------ Extrait choisi ------

Cette exposition présente à travers une série de portraits la société ukrainienne. Cette vision est évidemment personelle, son but est avant tout de susciter une réflexion sur l’identité d’un peuple plus de 20 ans après son indépendance, mais également de rappeler modestement que les personnages de ces photos sont en principe tous égaux en droits et citoyens d’une jeune nation en construction. Une partie de ces photos a été exposée en 2010 à la Galerie Gilbert Dufois à Senlis, à l’initiative du comité de jumelage Senlis-Petchersk, puis au centre d’art «Soviart» à Kiev, à Wroclaw et à l’Alliance française de Lviv. Lorsque la responsable artistique d’un très bel espace à Lviv - la galerie-restaurant « Hrouchevsky » - m’a proposé de compléter et d’exposer ce projet, j’ai été ravi de relever de nouveau un sérieux défi, à savoir montrer les Ukrainiens aux Ukrainiens.
Pourquoi à votre avis l’Ukraine continue à demeurer une inconnue en France ?
Un peu plus de 20 ans se sont ecoulés depuis l’indépendance de l’Ukraine. C’est beaucoup et peu à la fois pour un pays qui a été si longtemps associé à la Russie ou à la Pologne dans l’imaginaire collectif français. En France, l’intoxication fut d’autant plus efficace quand on sait les rapports etroits qu’on entretenus nombre d’intellectuels avec Moscou.

------

(Tâches à réaliser):
1. D'après l'extrait sur l'exposition, dans quelle galerie de Senlis une partie des photos a-t-elle été présentée en 2010 ?
2. Poursuivez l'extrait sur l'exposition à partir de sa dernière phrase.
Les items qui suivent forment un matériau à part, sans lien avec l'extrait sur l'exposition.

------ Informations fournies ------

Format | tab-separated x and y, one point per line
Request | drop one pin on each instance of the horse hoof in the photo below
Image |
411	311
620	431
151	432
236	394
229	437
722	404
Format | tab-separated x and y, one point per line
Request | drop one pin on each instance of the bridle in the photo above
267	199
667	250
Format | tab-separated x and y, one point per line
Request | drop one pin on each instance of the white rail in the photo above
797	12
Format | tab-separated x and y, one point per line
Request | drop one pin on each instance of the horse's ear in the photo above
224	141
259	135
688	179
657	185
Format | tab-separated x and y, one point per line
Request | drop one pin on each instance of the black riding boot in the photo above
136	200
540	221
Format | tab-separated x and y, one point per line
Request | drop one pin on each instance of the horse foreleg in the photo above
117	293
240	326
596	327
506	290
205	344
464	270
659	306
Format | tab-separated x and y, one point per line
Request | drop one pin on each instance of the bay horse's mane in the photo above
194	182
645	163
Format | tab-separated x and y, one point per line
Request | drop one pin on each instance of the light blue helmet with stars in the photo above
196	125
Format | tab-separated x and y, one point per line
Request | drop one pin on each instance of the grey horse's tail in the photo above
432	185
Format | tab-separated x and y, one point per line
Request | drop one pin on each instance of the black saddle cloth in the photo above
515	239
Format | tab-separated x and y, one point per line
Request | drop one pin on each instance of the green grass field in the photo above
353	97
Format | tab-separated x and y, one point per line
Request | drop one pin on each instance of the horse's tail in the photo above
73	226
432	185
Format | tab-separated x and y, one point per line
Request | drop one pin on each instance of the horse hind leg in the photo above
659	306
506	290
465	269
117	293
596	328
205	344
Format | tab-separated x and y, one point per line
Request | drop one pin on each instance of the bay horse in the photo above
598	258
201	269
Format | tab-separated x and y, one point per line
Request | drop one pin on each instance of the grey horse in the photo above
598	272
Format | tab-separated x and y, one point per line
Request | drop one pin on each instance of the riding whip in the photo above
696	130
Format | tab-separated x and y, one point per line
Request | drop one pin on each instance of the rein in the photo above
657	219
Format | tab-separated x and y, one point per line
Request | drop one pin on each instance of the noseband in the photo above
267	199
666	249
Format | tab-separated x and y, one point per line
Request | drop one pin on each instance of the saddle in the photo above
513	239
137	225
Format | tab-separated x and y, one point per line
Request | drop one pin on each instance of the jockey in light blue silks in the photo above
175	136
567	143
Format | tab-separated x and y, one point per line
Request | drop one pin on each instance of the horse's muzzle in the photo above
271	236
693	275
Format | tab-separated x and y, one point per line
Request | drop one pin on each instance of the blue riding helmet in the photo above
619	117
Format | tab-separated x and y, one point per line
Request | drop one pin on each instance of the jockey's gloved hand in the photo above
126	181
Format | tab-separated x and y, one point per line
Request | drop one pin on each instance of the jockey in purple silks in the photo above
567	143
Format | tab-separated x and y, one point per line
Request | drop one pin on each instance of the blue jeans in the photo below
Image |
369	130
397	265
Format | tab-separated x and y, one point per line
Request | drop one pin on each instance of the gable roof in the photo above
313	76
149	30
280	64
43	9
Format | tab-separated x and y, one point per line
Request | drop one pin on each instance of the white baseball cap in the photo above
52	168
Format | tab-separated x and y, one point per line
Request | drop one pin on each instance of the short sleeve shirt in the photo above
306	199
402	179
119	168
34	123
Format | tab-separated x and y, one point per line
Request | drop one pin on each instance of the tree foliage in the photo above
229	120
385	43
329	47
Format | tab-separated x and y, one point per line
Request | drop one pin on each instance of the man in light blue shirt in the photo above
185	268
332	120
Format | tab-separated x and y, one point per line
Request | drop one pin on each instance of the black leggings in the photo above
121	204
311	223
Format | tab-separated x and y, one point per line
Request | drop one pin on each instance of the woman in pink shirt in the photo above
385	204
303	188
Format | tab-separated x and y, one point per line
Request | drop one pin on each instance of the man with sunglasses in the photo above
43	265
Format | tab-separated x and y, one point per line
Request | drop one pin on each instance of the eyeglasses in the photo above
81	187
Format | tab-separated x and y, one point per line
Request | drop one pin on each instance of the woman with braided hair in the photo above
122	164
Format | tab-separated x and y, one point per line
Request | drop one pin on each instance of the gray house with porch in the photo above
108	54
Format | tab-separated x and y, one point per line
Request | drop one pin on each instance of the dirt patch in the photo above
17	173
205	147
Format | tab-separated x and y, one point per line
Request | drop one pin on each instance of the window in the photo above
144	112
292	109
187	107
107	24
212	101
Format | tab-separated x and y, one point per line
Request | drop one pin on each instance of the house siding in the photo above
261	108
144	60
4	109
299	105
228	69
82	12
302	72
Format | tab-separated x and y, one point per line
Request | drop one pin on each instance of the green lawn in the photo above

------

(Problèmes résolus):
1. À la Galerie Gilbert Dufois.

2.
Cela relève également je pense du niveau culturel des médias qui, aujourd’hui, pour faire recette lorsqu’ils parlent de l’Ukraine doivent dans la majorité des cas traiter de sujets sensationnels comme les filles de Femen, les mères porteuses, les néo-nazis ou Tchernobyl, proposant ainsi une vision réductrice de ce pays. Seule la chaine « Arte » à ma connaissance consacre de temps en temps un reportage culturel sur l’Ukraine, ce qui est une maigre consolation.
Une autre explication peut être liée à la culture du peuple français qui malgré la distance à plus de repères par rapport à la culture africaine entre autres. Les Allemands sont plus réceptifs à la littérature ukrainienne contemporaine par exemple ou a certaines musiques regionales d’Ukraine.
Mais ce ne serait pas juste de jeter la pierre aux Francais uniquement en les accusant d’ignorance ou de paresse intellectuelle. Aujourd’hui, c’est aux Ukrainiens avant tout de faire la promotion de leur pays et de leur culture. Or, il me semble que les représentants de l’Etat ukrainien indépendant n’ont jamais brillé par leur dynasmisme dans ce domaine et récupèrent le plus souvent à leur compte des initiatives culturelles ici et là. Je n’ai pas l’impression qu’une politique culturelle forte soit parmi les priorités des dirigeants ukrainiens, et ce pays abrite des trésors qui ne sont pas toujours estimés à leur juste valeur par les autorités du pays. Si les sculptures de Pinzel ont été exposées au Louvres, c’est surtout grâce au travail du défunt directeur de la Galerie des Arts à Lviv, Borys Woznetsky, et de l’intérêt du Louvres. Il aura fallu attendre cette exposition pour que les autorités de la ville de Lviv débloquent enfin un budget pour réparer le toit du musée qui abrite les oeuvres de Pinzel, quasi inconnues du grand public ukrainien avant l’exposition au Louvres.
Que faut-il pour changer la situation ?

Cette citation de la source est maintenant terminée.